How many lines in the rows below contain the string "blue"? Reply with the number alone.

◆ **Data to use**
——————————

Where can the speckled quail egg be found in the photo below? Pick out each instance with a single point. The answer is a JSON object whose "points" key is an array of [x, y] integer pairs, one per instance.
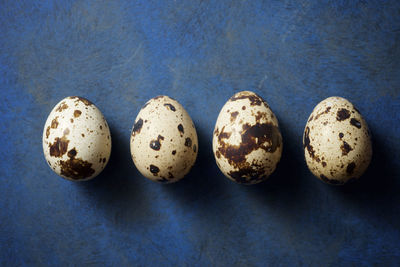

——————————

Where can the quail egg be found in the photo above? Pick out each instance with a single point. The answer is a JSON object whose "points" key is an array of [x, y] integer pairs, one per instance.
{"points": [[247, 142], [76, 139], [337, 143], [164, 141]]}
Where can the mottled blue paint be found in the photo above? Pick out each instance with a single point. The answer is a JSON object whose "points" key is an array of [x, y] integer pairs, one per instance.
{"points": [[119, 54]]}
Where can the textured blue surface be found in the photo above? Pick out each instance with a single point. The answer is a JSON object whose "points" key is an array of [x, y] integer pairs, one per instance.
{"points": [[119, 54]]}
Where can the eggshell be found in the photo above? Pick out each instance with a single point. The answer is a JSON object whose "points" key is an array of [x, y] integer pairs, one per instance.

——————————

◆ **Final result**
2